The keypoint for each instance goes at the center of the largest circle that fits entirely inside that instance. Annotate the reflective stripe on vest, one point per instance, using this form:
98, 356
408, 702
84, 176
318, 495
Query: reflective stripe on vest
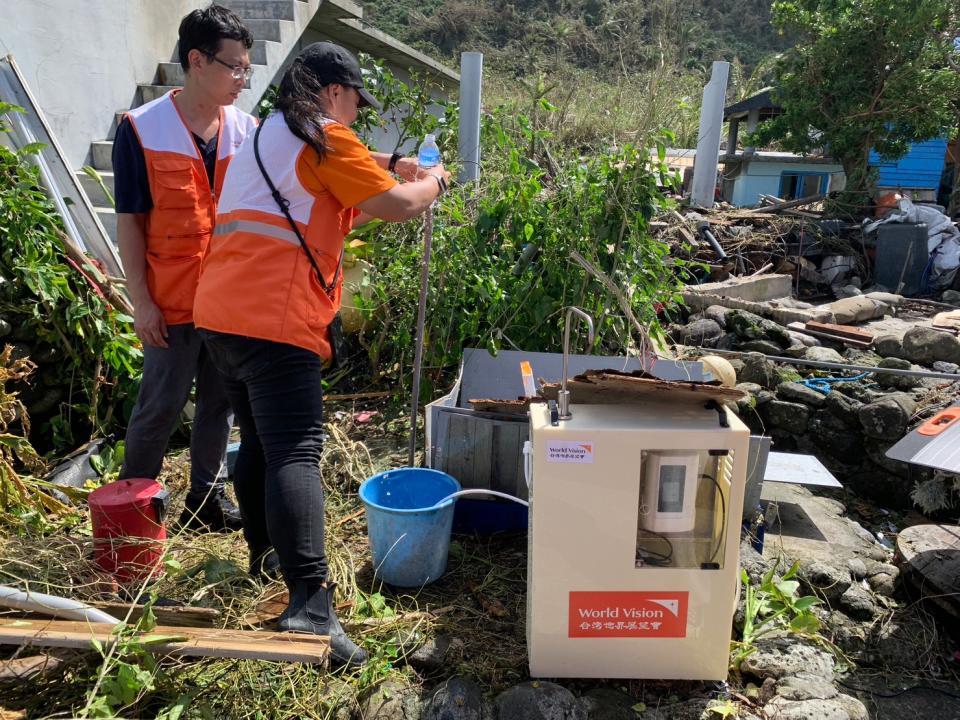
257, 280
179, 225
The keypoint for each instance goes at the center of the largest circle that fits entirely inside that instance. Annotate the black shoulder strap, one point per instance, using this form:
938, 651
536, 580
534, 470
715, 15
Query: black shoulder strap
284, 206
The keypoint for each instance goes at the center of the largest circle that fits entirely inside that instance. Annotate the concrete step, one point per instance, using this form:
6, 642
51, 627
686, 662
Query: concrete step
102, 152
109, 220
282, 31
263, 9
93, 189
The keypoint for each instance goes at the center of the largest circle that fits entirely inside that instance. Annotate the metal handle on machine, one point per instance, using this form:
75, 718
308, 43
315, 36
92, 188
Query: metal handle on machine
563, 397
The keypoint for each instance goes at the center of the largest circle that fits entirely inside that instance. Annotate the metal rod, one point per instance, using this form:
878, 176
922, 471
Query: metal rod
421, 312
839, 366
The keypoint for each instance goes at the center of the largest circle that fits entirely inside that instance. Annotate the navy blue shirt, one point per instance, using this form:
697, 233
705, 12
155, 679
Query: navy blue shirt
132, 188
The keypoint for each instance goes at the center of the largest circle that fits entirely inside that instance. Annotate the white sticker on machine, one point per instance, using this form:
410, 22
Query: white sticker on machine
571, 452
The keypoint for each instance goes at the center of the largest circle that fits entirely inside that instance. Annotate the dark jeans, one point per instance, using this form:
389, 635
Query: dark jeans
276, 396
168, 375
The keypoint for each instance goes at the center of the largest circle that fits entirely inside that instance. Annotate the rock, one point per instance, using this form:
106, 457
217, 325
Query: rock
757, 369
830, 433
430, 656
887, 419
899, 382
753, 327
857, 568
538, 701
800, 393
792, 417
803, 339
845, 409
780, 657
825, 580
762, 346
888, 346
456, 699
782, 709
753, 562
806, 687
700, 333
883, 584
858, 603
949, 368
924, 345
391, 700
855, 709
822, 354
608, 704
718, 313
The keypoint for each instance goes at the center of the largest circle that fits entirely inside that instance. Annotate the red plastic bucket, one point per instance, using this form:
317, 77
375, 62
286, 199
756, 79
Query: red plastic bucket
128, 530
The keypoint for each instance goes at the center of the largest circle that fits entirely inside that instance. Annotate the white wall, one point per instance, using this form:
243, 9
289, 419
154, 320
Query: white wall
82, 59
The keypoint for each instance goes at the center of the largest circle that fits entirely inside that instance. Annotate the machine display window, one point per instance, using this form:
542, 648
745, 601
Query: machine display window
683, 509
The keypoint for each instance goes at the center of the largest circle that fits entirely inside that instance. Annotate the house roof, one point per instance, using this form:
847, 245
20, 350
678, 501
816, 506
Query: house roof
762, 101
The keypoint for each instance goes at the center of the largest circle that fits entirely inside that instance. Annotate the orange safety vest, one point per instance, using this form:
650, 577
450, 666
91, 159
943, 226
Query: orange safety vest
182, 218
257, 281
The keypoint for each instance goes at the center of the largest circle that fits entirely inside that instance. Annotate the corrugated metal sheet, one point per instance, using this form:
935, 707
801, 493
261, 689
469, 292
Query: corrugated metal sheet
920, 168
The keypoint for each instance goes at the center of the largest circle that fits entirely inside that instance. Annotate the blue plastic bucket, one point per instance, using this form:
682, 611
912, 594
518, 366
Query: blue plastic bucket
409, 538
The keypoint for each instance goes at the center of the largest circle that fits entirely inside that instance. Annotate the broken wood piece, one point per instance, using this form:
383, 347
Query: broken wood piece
####
■ **GIVEN REQUEST**
Starting at the line that contains "Annotate the corrugated" and running through the end of the records, reproduce those lines with "blue plastic bucket" changed to "red plastic crate", leaving everything else as is.

■ **RESPONSE TO THE EXERCISE**
The keypoint for each instance goes at the center of the largest circle that fits entirely inside that instance. Annotate the corrugated metal sheet, one point per instance, using this form:
935, 707
801, 493
261, 689
469, 292
Query: corrugated metal sheet
920, 168
The keypoint for each instance goes at the center of the largest circle that fits entirely inside that instance. Annotate the red plastic crate, one point per instance, using this form:
682, 611
912, 594
518, 366
Query: red plastic crate
409, 538
The keypoint for each instance goes at the center of the largest circle that fits entirely inside that instance. Annotate the broken wood piece, one point per instance, using this form:
383, 347
Query: broken wood piece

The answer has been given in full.